_Assigned task:_
The expected output is an exact copy of the lines from the one containing "Task: mark each instance of the small" to the final line below, minus any pictures.

*** Data for processing Section Begins ***

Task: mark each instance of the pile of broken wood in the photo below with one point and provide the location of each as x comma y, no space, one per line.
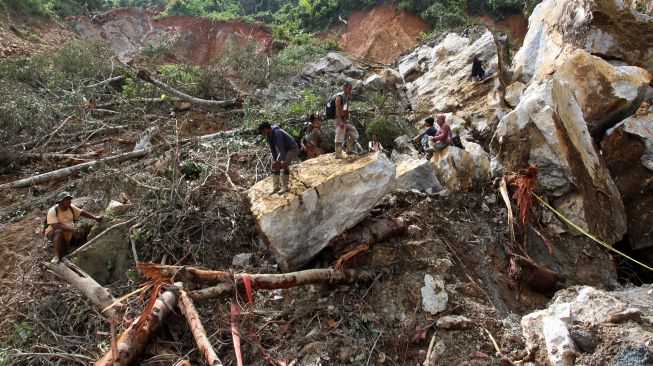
167,286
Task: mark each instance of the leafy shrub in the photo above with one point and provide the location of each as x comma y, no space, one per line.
387,130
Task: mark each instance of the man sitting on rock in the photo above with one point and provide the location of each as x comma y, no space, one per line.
429,130
344,128
375,144
478,72
60,227
442,139
284,150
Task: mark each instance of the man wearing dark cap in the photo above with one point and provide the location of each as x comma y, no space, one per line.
284,150
60,227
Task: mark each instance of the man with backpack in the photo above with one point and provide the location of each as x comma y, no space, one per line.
60,224
311,133
442,139
429,130
338,108
284,150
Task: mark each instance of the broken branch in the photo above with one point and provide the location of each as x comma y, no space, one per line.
132,341
195,323
147,76
61,173
77,278
285,280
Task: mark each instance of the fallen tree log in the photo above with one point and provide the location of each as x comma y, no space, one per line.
285,280
368,232
88,243
147,76
61,173
92,290
55,156
195,323
133,341
157,272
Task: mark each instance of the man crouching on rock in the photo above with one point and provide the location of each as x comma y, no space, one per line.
284,150
60,227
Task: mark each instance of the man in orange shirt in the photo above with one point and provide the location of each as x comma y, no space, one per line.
60,224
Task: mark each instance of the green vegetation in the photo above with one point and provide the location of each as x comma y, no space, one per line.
292,21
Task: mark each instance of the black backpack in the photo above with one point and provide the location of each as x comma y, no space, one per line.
330,111
457,142
45,222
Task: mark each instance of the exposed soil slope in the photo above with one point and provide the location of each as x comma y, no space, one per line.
198,40
380,34
23,37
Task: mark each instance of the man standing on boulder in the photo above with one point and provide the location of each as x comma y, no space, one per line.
429,130
60,227
343,126
284,150
442,139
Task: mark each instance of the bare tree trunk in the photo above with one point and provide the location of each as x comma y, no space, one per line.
501,42
195,323
97,294
54,156
286,280
132,341
368,232
195,275
61,173
146,76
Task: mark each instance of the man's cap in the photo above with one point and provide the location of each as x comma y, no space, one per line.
263,126
62,196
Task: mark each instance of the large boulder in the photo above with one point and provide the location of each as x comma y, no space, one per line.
480,161
108,258
605,93
417,174
444,83
628,151
608,28
454,168
568,330
332,63
327,196
547,129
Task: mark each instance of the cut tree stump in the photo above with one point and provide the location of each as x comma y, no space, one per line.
132,341
61,173
92,290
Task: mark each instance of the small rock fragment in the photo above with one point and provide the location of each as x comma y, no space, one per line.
453,322
431,301
633,314
243,260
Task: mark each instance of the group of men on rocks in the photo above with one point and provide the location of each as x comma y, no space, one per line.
285,149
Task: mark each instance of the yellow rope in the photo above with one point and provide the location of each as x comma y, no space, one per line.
602,243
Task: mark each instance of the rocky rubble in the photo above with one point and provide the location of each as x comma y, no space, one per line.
606,28
327,196
584,325
547,129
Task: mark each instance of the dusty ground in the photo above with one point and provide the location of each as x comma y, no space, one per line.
379,34
198,40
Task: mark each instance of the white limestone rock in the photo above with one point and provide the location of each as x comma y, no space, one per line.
327,196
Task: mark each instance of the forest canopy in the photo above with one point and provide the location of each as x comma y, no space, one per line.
294,17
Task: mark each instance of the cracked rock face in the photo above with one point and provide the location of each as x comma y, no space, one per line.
605,93
327,196
606,28
547,129
628,150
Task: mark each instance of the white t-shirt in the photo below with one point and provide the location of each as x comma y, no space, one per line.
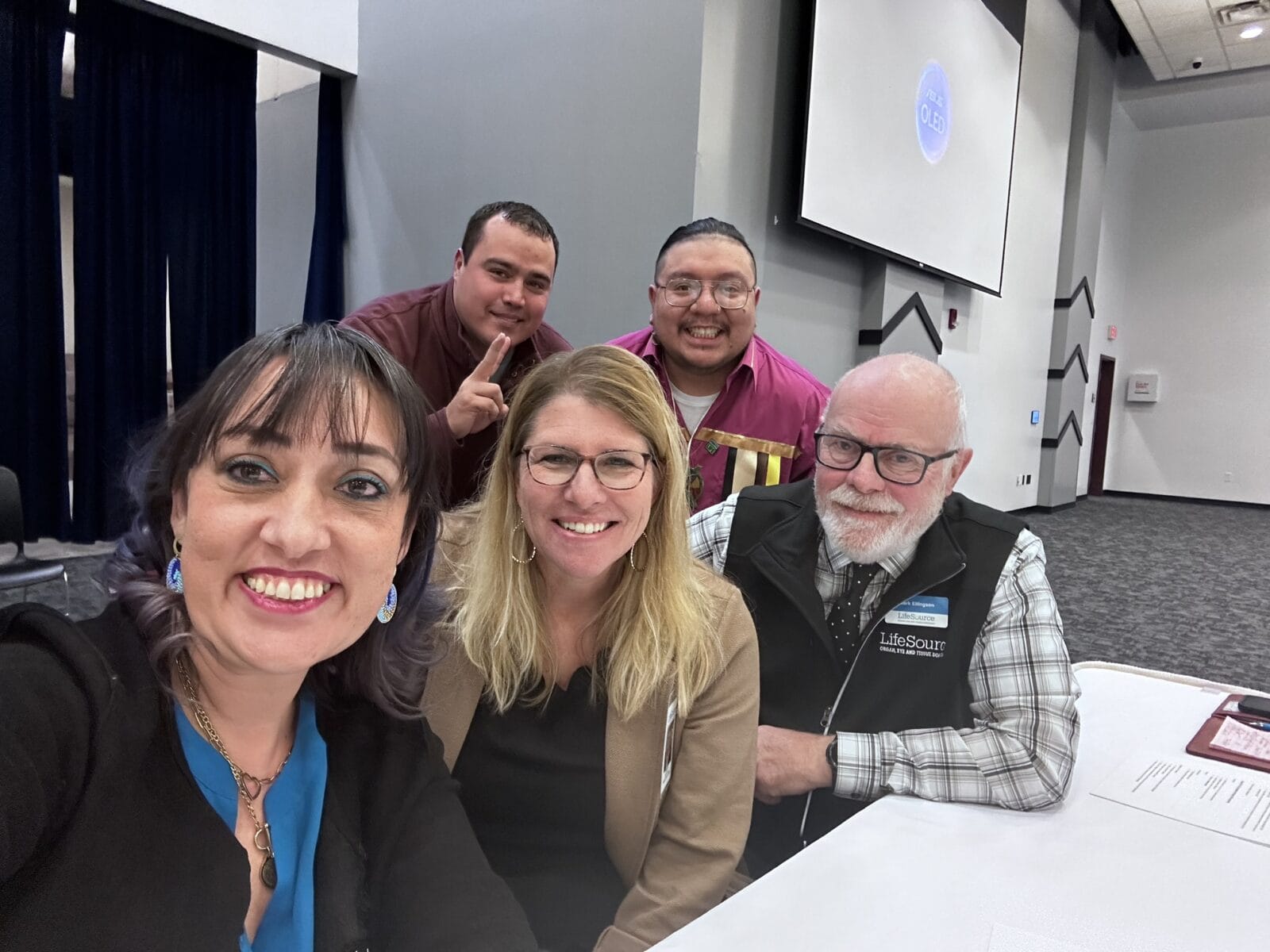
694,409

*** Data for processing Section Ends ***

_Answer box:_
Task: mark each instance of the small rock fragment in the photo above with one point and provide the location of each as x comma y, no space, one per line.
453,322
431,301
633,314
243,260
Task: mark each instance of the group of men on rocks in the photo above with one point and provide the location of each as x comma y, no space, one per line.
285,149
Task: mark each instance of the yellow rope in the photo above with one point and provide the location of each as x comma y, no space, one per line.
602,243
Task: mark each instance of the rocky rubble in the photo above with one point and provide the location of each as x comma y, no space, one per line.
606,28
327,196
584,325
547,129
Task: mark each instance of the dusty ground in the photo above with one point and provide the location of each as x comma y, no space, one per line.
379,34
198,40
Task: mark each instance of the white limestone rock in the photo above with one point and provide the location of each as x comma y, no space, one per line.
327,196
Task: mark each instance of the forest canopy in the photo above with one point and provide the location of each as x comma y, no space, one per line.
294,17
Task: mark each instance of the cracked rock face in the photo above with one point and provide the location of each as x comma y, no space, one per line.
605,93
327,196
606,28
547,129
628,150
Task: mark each instance of the white t-shirt in the photo below with one point and provide the location of each as x comma y, no space, one per line.
694,409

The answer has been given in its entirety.